Assignment
A word-for-word transcription of the data below is required.

-=-=-=-=-

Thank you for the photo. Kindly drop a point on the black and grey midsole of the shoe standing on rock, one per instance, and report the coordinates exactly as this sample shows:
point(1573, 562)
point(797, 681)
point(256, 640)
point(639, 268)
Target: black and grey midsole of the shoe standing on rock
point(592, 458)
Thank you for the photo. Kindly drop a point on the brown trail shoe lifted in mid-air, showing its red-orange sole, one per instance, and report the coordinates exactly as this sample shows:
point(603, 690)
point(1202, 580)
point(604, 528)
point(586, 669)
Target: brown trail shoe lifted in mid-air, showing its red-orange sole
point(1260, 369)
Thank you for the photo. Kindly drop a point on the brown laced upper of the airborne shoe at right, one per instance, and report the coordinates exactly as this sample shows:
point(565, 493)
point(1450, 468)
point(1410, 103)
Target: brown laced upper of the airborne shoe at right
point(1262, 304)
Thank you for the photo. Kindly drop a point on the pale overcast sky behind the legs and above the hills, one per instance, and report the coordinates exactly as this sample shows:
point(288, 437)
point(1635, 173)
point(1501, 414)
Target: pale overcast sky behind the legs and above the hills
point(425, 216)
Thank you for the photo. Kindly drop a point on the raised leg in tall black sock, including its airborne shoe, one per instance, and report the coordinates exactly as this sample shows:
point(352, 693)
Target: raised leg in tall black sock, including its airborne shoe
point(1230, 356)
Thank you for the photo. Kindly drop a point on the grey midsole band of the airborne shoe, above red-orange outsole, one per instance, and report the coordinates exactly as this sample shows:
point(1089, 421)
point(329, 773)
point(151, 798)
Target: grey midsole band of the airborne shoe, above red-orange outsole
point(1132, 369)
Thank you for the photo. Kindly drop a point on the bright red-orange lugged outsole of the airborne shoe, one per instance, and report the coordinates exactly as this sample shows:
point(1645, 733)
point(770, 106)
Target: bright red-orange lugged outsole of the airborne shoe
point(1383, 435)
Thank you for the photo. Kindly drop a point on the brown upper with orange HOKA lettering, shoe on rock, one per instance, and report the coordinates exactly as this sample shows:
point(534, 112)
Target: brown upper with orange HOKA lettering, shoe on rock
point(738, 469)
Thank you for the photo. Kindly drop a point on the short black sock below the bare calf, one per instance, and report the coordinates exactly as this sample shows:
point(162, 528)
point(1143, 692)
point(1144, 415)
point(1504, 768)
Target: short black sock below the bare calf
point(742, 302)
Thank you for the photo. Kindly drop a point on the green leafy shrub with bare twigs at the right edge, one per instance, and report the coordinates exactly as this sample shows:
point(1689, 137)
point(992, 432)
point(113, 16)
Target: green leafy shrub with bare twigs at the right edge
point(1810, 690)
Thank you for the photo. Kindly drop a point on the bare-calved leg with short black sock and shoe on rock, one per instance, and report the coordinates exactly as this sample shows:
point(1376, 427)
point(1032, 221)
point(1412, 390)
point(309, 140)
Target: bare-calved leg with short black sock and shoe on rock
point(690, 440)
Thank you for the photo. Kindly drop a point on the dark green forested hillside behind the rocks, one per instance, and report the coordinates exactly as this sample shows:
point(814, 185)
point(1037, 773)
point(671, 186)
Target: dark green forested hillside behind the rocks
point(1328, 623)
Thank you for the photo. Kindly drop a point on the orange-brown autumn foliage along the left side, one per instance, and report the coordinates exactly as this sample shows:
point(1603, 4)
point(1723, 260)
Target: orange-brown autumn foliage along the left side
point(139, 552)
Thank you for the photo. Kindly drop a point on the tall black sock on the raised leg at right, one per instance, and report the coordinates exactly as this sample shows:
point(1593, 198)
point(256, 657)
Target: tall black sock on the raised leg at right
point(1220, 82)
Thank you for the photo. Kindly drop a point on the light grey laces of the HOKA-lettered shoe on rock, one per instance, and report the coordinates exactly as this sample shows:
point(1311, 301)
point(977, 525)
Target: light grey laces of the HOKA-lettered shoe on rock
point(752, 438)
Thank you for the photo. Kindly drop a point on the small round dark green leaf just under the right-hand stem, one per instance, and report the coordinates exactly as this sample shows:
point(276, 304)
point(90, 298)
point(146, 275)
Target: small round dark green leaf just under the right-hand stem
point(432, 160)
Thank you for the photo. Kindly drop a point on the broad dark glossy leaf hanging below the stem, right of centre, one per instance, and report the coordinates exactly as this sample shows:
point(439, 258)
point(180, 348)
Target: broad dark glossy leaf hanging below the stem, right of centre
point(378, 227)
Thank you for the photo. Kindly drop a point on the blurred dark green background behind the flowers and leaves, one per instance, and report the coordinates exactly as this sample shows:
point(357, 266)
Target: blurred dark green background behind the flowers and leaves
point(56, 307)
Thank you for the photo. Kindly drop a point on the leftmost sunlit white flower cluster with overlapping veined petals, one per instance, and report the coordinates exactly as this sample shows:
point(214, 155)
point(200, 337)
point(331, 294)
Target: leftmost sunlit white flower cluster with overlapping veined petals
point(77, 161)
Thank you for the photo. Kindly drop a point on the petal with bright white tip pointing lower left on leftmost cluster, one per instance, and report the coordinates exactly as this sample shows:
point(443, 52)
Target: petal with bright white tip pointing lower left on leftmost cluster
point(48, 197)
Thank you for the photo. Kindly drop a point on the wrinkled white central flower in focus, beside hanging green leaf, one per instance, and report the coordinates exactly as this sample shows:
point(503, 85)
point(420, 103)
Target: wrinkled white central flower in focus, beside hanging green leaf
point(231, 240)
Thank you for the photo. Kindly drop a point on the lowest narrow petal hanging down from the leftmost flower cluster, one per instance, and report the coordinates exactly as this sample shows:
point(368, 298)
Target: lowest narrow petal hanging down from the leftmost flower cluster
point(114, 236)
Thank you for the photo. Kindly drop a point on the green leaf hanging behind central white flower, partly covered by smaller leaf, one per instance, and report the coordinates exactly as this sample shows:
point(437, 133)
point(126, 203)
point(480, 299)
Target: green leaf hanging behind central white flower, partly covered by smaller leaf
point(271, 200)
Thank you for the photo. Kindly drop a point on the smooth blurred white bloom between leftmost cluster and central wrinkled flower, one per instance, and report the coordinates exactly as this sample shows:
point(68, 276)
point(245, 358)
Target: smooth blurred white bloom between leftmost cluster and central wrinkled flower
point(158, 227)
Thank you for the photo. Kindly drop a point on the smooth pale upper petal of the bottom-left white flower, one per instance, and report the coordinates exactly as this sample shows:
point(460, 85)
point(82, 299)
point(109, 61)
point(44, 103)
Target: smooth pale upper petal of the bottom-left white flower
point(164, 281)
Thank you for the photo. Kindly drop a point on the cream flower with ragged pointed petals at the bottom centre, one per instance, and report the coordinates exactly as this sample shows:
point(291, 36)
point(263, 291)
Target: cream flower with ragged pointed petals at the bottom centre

-=-=-=-=-

Solution to this problem
Thank you for the photo. Kindly drop a point on the black and grey midsole of the shoe standing on rock, one per instance, and report the coordinates exactly as this sample shows:
point(1573, 562)
point(797, 681)
point(256, 640)
point(639, 268)
Target: black and grey midsole of the shoe standing on rock
point(592, 458)
Thank you for the photo. Kindly drop a point on the brown trail shoe lifted in mid-air, showing its red-orange sole, one per instance, and report the coordinates exactly as this sample shows:
point(603, 690)
point(1202, 580)
point(604, 528)
point(586, 669)
Target: brown trail shoe lifted in mid-air, showing its red-orange sole
point(1260, 369)
Thank you for the photo. Kindly drop a point on the brown laced upper of the airborne shoe at right, one per instance, and report the coordinates exactly as this sample shows:
point(565, 493)
point(1450, 468)
point(1410, 103)
Target: brown laced upper of the airborne shoe at right
point(1262, 304)
Thank you for the photo. Kindly drop a point on the pale overcast sky behind the legs and above the hills, one per instance, and report the coordinates exactly as this sample shows:
point(288, 437)
point(1635, 173)
point(1501, 414)
Target: pale overcast sky behind the legs and above the hills
point(425, 216)
Thank you for the photo. Kindly drop a point on the raised leg in tall black sock, including its airborne shoe, one per instance, and report the coordinates exactly as this sample shows:
point(352, 693)
Target: raised leg in tall black sock, including its airborne shoe
point(1230, 356)
Thank you for the photo. Kindly drop a point on the grey midsole band of the airborne shoe, above red-orange outsole, one per instance, and report the coordinates exactly as this sample shows:
point(1089, 421)
point(329, 773)
point(151, 798)
Target: grey midsole band of the airborne shoe, above red-orange outsole
point(1132, 369)
Thank you for the photo. Kindly drop a point on the bright red-orange lugged outsole of the airborne shoe, one per instance, and report the coordinates exactly as this sample shows:
point(1645, 733)
point(770, 106)
Target: bright red-orange lugged outsole of the airborne shoe
point(1383, 435)
Thank you for the photo. Kindly drop a point on the brown upper with orange HOKA lettering, shoe on rock, one per instance, and report the coordinates exactly as this sample shows:
point(534, 112)
Target: brown upper with orange HOKA lettering, shoe on rock
point(738, 469)
Thank you for the photo. Kindly drop a point on the short black sock below the bare calf, one per instance, and report the coordinates exactly as this sample shows:
point(162, 528)
point(1143, 692)
point(1144, 415)
point(1504, 768)
Target: short black sock below the bare calf
point(742, 302)
Thank you for the photo. Kindly drop a point on the green leafy shrub with bare twigs at the right edge, one per instance, and report the coordinates exactly as this sample shows:
point(1689, 137)
point(992, 432)
point(113, 16)
Target: green leafy shrub with bare twigs at the right edge
point(1810, 690)
Thank you for the photo. Kindly drop a point on the bare-calved leg with short black sock and shoe on rock, one per instance, and report the coordinates exactly as this sample shows:
point(1376, 427)
point(1032, 221)
point(1412, 390)
point(309, 140)
Target: bare-calved leg with short black sock and shoe on rock
point(690, 440)
Thank you for the photo. Kindly drop a point on the dark green forested hillside behind the rocks, one per instance, and report the coordinates exactly as this sample shows:
point(814, 185)
point(1037, 773)
point(671, 186)
Target: dark green forested hillside behind the rocks
point(1328, 623)
Thank you for the photo. Kindly drop a point on the orange-brown autumn foliage along the left side, one per instance, and report the coordinates exactly as this sample shows:
point(1603, 4)
point(1723, 260)
Target: orange-brown autumn foliage along the left side
point(139, 552)
Thank you for the photo. Kindly drop a point on the tall black sock on the raised leg at right, one per instance, and report the coordinates exactly as this sample shows:
point(1593, 198)
point(256, 657)
Target: tall black sock on the raised leg at right
point(1220, 82)
Thank you for the photo. Kindly drop a point on the light grey laces of the HOKA-lettered shoe on rock, one per instance, and report the coordinates exactly as this sample shows:
point(1311, 301)
point(977, 525)
Target: light grey laces of the HOKA-lettered shoe on rock
point(752, 438)
Thank you for the photo. Kindly drop a point on the small round dark green leaf just under the right-hand stem, one per instance, and report the coordinates exactly as this sample shows:
point(276, 304)
point(90, 298)
point(146, 275)
Target: small round dark green leaf just under the right-hand stem
point(432, 160)
Thank you for the photo. Kindly drop a point on the broad dark glossy leaf hanging below the stem, right of centre, one per instance, and report the coordinates exactly as this sample shows:
point(439, 258)
point(180, 348)
Target: broad dark glossy leaf hanging below the stem, right of centre
point(378, 227)
Thank you for the photo. Kindly drop a point on the blurred dark green background behind the flowers and leaves, one per instance, and report the coordinates exactly as this sample shows:
point(357, 266)
Target: blurred dark green background behind the flowers and leaves
point(56, 307)
Thank you for the photo. Kindly drop a point on the leftmost sunlit white flower cluster with overlapping veined petals, one per instance, and report the coordinates exactly as this sample shows:
point(214, 155)
point(200, 337)
point(331, 294)
Target: leftmost sunlit white flower cluster with overlapping veined petals
point(77, 161)
Thank you for the photo. Kindly drop a point on the petal with bright white tip pointing lower left on leftmost cluster, one per instance, and report the coordinates exactly as this sample shows:
point(443, 52)
Target: petal with bright white tip pointing lower left on leftmost cluster
point(48, 197)
Thank you for the photo. Kindly drop a point on the wrinkled white central flower in focus, beside hanging green leaf, one per instance, and report the coordinates exactly as this sample shows:
point(503, 85)
point(420, 103)
Target: wrinkled white central flower in focus, beside hanging green leaf
point(231, 240)
Thank you for the photo. Kindly drop a point on the lowest narrow petal hanging down from the leftmost flower cluster, one per instance, and report the coordinates exactly as this sample shows:
point(368, 298)
Target: lowest narrow petal hanging down from the leftmost flower cluster
point(114, 236)
Thank you for the photo. Kindly drop a point on the green leaf hanging behind central white flower, partly covered by smaller leaf, one per instance, and report the coordinates exactly as this sample shows:
point(437, 133)
point(126, 203)
point(480, 299)
Target: green leaf hanging behind central white flower, partly covered by smaller leaf
point(271, 200)
Thank you for the photo. Kindly drop a point on the smooth blurred white bloom between leftmost cluster and central wrinkled flower, one per instance, and report the coordinates exactly as this sample shows:
point(68, 276)
point(245, 358)
Target: smooth blurred white bloom between leftmost cluster and central wrinkled flower
point(158, 227)
Thank you for the photo. Kindly drop a point on the smooth pale upper petal of the bottom-left white flower, one per instance, and report the coordinates exactly as this sample shows:
point(460, 85)
point(82, 299)
point(109, 61)
point(44, 103)
Target: smooth pale upper petal of the bottom-left white flower
point(164, 281)
Thank you for the photo. Kindly drop a point on the cream flower with ragged pointed petals at the bottom centre, one per instance, and report the coordinates exactly as this sample shows:
point(291, 36)
point(263, 291)
Target: cream flower with ragged pointed petals at the bottom centre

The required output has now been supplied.